--- Problem description ---
Please rescale everything from the line containing "For every instance of the ear" down to the end of the material, giving those lines again with their requests, and multiply each coordinate in the answers by 2.45, rounding to whole numbers with halves going up. Leave the pictures out.

--- Records for the task ---
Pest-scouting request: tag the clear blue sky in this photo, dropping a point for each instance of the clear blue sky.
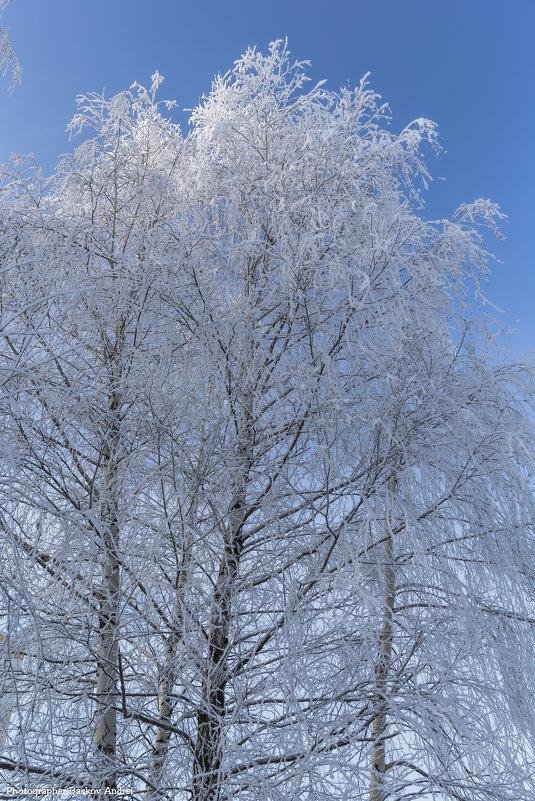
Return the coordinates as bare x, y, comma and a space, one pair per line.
469, 65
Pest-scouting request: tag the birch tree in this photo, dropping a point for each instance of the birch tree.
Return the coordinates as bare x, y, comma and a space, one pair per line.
273, 505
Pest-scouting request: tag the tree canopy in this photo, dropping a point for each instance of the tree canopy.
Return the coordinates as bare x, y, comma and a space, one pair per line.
267, 505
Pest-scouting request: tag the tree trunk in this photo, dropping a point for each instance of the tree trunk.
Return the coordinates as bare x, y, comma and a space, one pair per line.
108, 598
379, 724
211, 714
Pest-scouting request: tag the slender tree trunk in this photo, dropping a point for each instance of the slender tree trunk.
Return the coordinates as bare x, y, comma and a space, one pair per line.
166, 685
379, 724
10, 655
108, 598
211, 714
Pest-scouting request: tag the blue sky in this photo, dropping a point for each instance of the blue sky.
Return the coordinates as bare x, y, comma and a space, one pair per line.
469, 65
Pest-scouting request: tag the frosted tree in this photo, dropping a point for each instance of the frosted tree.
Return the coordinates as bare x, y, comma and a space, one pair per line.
8, 60
271, 518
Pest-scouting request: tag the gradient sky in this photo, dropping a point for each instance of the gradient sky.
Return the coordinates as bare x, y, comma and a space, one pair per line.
469, 65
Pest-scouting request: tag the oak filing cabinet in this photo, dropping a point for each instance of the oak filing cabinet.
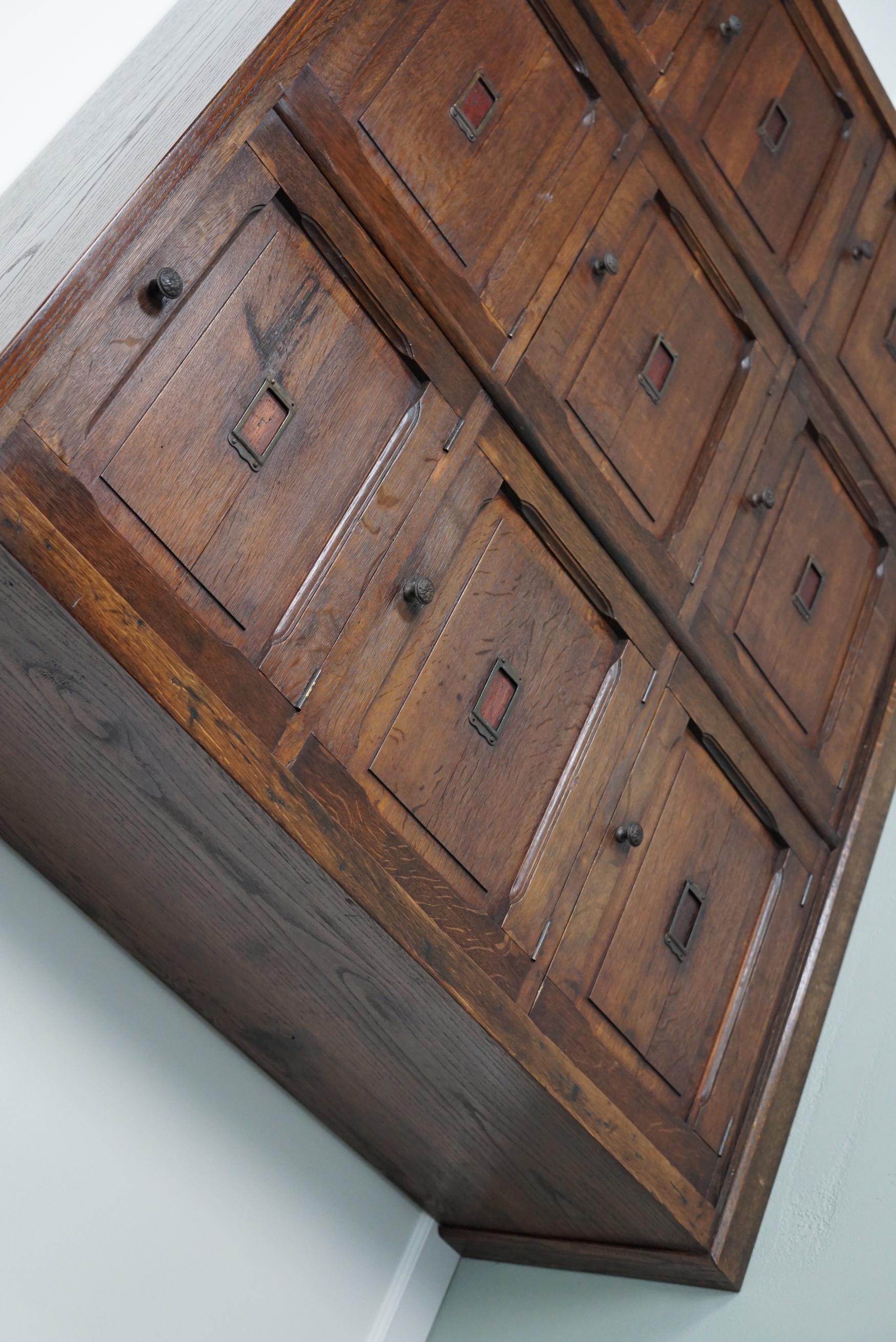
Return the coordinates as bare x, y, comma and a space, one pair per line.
449, 595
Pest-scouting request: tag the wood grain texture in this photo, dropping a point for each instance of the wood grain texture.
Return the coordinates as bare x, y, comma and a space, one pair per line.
50, 242
276, 792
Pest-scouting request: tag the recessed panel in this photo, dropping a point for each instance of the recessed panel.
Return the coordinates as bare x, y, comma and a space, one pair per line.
868, 352
232, 466
468, 113
652, 384
777, 128
809, 589
671, 965
481, 742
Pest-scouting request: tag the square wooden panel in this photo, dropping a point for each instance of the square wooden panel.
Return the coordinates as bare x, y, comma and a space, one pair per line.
652, 367
780, 136
468, 139
215, 455
856, 329
498, 709
804, 589
679, 948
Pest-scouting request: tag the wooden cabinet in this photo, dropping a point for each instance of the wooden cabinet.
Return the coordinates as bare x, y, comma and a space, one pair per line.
468, 139
804, 589
450, 610
492, 721
856, 329
773, 125
214, 450
679, 943
650, 371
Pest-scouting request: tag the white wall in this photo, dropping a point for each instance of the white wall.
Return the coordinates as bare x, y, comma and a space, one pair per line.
153, 1183
825, 1262
156, 1185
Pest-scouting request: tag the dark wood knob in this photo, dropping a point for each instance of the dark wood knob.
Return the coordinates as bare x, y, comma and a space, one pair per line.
165, 286
631, 834
607, 265
763, 498
419, 591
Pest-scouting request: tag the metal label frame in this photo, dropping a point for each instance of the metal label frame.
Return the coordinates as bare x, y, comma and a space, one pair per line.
806, 611
235, 438
774, 146
477, 720
652, 391
678, 948
471, 132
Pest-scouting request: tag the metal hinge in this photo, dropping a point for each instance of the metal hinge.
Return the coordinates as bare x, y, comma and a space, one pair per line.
304, 698
541, 940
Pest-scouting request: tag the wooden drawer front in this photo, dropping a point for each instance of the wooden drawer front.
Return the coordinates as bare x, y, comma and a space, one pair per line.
243, 529
856, 328
481, 132
481, 742
493, 724
652, 367
271, 440
780, 133
805, 591
662, 954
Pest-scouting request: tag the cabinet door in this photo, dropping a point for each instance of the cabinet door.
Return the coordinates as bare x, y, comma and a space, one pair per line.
679, 945
856, 329
646, 376
804, 589
778, 133
490, 722
218, 454
468, 139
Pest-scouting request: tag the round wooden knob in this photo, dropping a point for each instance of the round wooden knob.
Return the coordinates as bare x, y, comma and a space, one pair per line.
763, 498
419, 591
607, 265
167, 285
631, 834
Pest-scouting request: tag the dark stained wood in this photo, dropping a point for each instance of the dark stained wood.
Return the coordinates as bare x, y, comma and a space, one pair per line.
805, 675
334, 788
257, 898
774, 1107
785, 211
470, 218
574, 1256
646, 384
38, 477
388, 846
189, 165
854, 337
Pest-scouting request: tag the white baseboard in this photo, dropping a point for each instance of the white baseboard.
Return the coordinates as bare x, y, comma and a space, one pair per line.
418, 1287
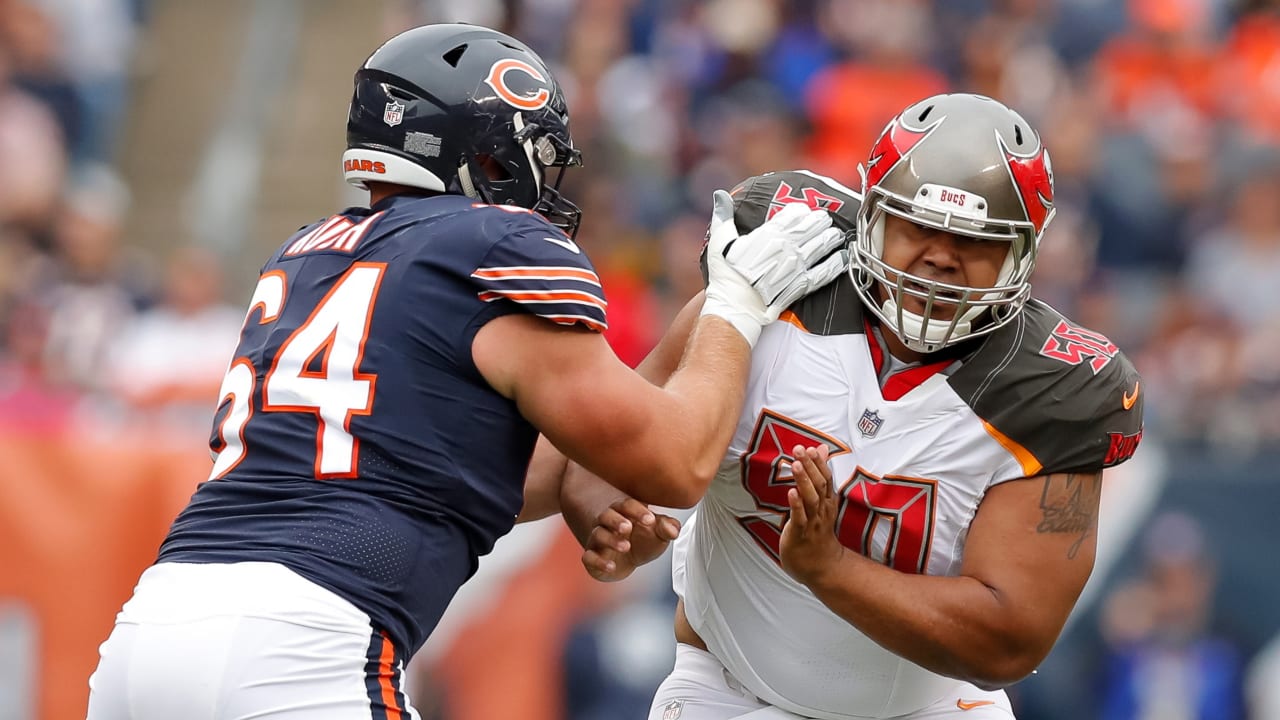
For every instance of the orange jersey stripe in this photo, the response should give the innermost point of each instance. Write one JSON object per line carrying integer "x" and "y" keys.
{"x": 544, "y": 296}
{"x": 536, "y": 273}
{"x": 1031, "y": 465}
{"x": 385, "y": 673}
{"x": 574, "y": 319}
{"x": 791, "y": 318}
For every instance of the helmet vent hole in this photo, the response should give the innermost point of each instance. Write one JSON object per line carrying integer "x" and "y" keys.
{"x": 452, "y": 57}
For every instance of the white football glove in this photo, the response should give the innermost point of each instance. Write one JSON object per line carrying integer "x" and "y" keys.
{"x": 753, "y": 278}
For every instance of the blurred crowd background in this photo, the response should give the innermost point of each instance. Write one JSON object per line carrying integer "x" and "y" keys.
{"x": 152, "y": 153}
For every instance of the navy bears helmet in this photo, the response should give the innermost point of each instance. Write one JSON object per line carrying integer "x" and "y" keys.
{"x": 433, "y": 101}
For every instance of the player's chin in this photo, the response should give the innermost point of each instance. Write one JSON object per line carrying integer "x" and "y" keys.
{"x": 941, "y": 309}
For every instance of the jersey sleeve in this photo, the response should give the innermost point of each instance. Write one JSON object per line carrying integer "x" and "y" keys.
{"x": 539, "y": 269}
{"x": 1061, "y": 400}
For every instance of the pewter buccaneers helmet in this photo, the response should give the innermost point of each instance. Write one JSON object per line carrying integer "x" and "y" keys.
{"x": 434, "y": 99}
{"x": 969, "y": 165}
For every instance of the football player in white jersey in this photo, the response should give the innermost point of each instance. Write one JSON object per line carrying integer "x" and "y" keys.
{"x": 955, "y": 428}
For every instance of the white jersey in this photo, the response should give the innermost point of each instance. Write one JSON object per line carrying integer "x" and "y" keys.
{"x": 910, "y": 463}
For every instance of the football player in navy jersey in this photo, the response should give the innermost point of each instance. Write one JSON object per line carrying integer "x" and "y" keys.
{"x": 396, "y": 367}
{"x": 908, "y": 509}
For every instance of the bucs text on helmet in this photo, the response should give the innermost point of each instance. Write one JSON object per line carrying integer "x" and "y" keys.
{"x": 964, "y": 164}
{"x": 433, "y": 101}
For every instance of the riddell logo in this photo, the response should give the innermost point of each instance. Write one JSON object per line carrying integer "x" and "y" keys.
{"x": 355, "y": 165}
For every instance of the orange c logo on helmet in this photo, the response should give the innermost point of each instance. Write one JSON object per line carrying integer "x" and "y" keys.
{"x": 497, "y": 80}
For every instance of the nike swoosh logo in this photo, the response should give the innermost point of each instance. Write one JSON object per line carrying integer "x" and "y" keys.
{"x": 565, "y": 242}
{"x": 1128, "y": 400}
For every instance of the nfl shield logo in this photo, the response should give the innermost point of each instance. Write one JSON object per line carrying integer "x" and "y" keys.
{"x": 393, "y": 113}
{"x": 869, "y": 423}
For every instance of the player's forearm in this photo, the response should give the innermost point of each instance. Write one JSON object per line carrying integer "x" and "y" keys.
{"x": 952, "y": 625}
{"x": 543, "y": 482}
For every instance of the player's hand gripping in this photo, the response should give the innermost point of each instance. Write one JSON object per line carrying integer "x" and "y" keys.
{"x": 626, "y": 534}
{"x": 753, "y": 278}
{"x": 809, "y": 546}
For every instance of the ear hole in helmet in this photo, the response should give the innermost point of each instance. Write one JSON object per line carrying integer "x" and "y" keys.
{"x": 493, "y": 169}
{"x": 397, "y": 94}
{"x": 452, "y": 57}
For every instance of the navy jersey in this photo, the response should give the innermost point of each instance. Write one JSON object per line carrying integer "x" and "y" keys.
{"x": 356, "y": 442}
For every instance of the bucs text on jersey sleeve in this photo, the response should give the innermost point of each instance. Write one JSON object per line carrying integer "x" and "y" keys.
{"x": 353, "y": 383}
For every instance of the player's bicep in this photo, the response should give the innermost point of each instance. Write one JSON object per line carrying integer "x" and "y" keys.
{"x": 570, "y": 384}
{"x": 1033, "y": 543}
{"x": 663, "y": 360}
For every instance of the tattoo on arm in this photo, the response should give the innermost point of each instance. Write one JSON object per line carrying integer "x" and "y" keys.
{"x": 1070, "y": 505}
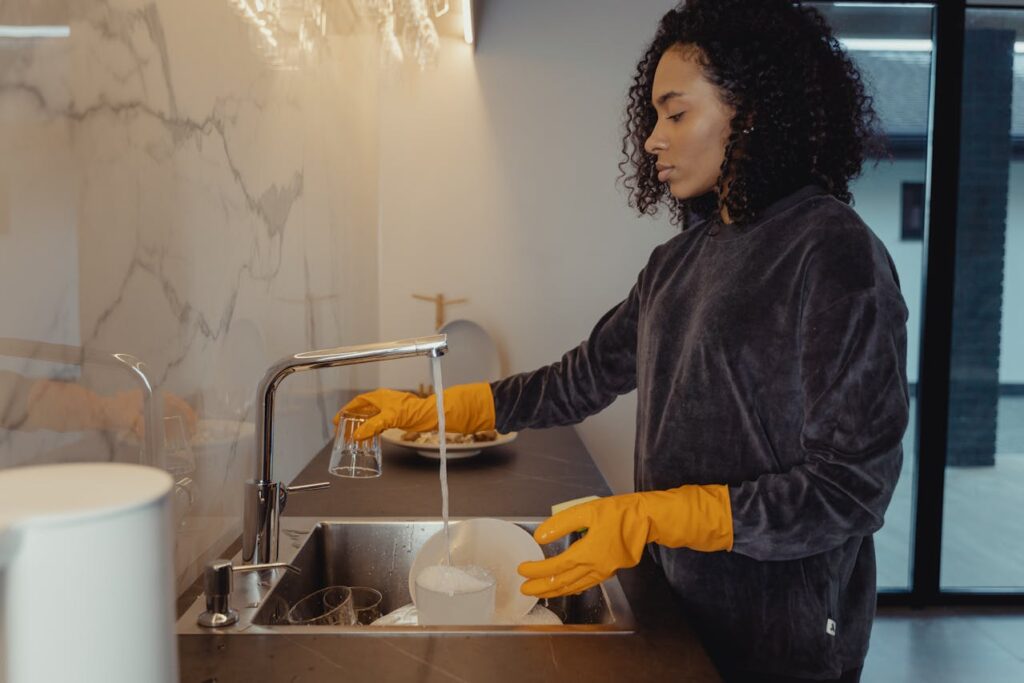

--- Answer for this exercise ---
For every instance of the ear hole in helmet in this photo, the response should give the innermost point of each instance. Write one JSON object per line carrying integer "x" and "y" keys.
{"x": 1208, "y": 414}
{"x": 973, "y": 230}
{"x": 1107, "y": 140}
For every instance of the navy jersey in this photo, the response should give the innermost point of each instance. Write one JSON object per line carrying integer "x" and "y" keys.
{"x": 872, "y": 1083}
For every instance of the bucs text on jersey sleeve in this photo, the response should give the innermost point of each instance. Write one JSON object per line carrying integer "x" and "y" keys.
{"x": 865, "y": 938}
For every instance of the player's bicep in this photo, the response should give the innermost point of each instance. Write one JSON object per line carrying integer "x" and "y" keys.
{"x": 1397, "y": 941}
{"x": 2531, "y": 1330}
{"x": 1624, "y": 882}
For every instance of the tattoo on arm in this photo, the response should give the innermost point of each instance. Write one JSON object per line carrying integer "x" and "y" keys.
{"x": 2622, "y": 1237}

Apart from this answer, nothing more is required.